(Task to complete):
Print out every entry that follows, exactly as written.

——————————

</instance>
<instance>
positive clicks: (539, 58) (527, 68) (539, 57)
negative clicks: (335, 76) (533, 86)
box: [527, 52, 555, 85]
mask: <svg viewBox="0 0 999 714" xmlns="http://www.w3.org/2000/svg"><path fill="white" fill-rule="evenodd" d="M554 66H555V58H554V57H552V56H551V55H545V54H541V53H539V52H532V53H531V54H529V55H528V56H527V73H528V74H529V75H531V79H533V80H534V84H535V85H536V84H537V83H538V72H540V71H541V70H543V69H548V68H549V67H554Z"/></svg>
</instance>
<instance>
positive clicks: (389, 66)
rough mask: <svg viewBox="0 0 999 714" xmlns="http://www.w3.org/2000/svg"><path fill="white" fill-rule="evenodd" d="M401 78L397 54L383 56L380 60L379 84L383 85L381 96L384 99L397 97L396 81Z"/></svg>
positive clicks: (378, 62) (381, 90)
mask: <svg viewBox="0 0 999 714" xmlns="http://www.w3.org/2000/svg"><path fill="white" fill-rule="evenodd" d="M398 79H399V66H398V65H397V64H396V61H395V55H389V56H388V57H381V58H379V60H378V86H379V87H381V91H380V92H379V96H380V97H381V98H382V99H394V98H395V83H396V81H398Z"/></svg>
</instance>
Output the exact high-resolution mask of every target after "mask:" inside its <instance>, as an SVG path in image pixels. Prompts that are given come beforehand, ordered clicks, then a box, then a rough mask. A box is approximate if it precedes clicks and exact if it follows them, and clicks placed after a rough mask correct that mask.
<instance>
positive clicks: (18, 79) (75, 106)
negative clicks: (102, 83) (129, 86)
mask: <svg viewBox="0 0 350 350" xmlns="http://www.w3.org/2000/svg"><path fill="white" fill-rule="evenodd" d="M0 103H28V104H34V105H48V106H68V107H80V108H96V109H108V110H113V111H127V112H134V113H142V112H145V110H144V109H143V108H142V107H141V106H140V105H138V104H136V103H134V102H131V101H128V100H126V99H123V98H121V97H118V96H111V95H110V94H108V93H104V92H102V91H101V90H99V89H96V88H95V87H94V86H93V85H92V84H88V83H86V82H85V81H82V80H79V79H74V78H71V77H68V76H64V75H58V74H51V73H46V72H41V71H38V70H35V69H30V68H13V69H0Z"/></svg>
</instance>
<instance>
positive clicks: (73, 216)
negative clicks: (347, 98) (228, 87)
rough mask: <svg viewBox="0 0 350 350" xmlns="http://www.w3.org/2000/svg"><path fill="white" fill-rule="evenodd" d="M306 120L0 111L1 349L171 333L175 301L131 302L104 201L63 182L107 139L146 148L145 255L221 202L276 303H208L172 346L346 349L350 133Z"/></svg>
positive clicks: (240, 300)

——————————

(Task response):
</instance>
<instance>
positive clicks: (539, 58) (527, 68) (539, 57)
negative clicks: (335, 76) (533, 86)
box: [527, 52, 555, 85]
mask: <svg viewBox="0 0 999 714" xmlns="http://www.w3.org/2000/svg"><path fill="white" fill-rule="evenodd" d="M554 66H555V58H554V57H552V56H551V55H545V54H541V53H539V52H532V53H531V54H529V55H528V56H527V73H528V74H529V75H531V79H533V80H534V84H535V85H536V84H537V83H538V72H540V71H541V70H543V69H548V68H549V67H554Z"/></svg>
</instance>
<instance>
positive clicks: (389, 66)
rough mask: <svg viewBox="0 0 999 714" xmlns="http://www.w3.org/2000/svg"><path fill="white" fill-rule="evenodd" d="M401 78L397 54L383 56L380 60L379 84L383 85L381 96L384 99L397 97L396 81Z"/></svg>
positive clicks: (378, 62) (381, 90)
mask: <svg viewBox="0 0 999 714" xmlns="http://www.w3.org/2000/svg"><path fill="white" fill-rule="evenodd" d="M398 79H399V66H398V65H397V64H396V61H395V55H389V56H388V57H381V58H379V60H378V86H379V87H381V91H380V92H379V96H380V97H381V98H382V99H394V98H395V83H396V81H398Z"/></svg>
</instance>
Output the exact high-resolution mask of every target after "mask:" inside its <instance>, as an SVG path in image pixels. Prompts that are given come beforehand, ordered clicks, then a box, then a rough mask. A box is approximate if it precedes clicks and exact if it follows them, and clicks placed after a rough mask correct that mask.
<instance>
positive clicks: (18, 79) (75, 106)
negative clicks: (102, 83) (129, 86)
mask: <svg viewBox="0 0 350 350" xmlns="http://www.w3.org/2000/svg"><path fill="white" fill-rule="evenodd" d="M0 103H28V104H34V105H48V106H68V107H80V108H96V109H108V110H113V111H127V112H134V113H142V112H145V110H144V109H143V108H142V107H141V106H140V105H138V104H136V103H134V102H131V101H128V100H126V99H123V98H121V97H118V96H111V95H110V94H108V93H104V92H102V91H101V90H99V89H96V88H95V87H94V86H93V85H92V84H88V83H86V82H85V81H82V80H79V79H74V78H71V77H68V76H64V75H58V74H51V73H46V72H41V71H38V70H35V69H30V68H13V69H0Z"/></svg>
</instance>
<instance>
positive clicks: (73, 216)
negative clicks: (347, 98) (228, 87)
rough mask: <svg viewBox="0 0 350 350" xmlns="http://www.w3.org/2000/svg"><path fill="white" fill-rule="evenodd" d="M306 120L0 111L1 349L171 333L175 301L131 302L104 201L63 182L107 139L146 148L145 255L221 202L276 303H208L172 346L346 349L350 133Z"/></svg>
positive clicks: (240, 300)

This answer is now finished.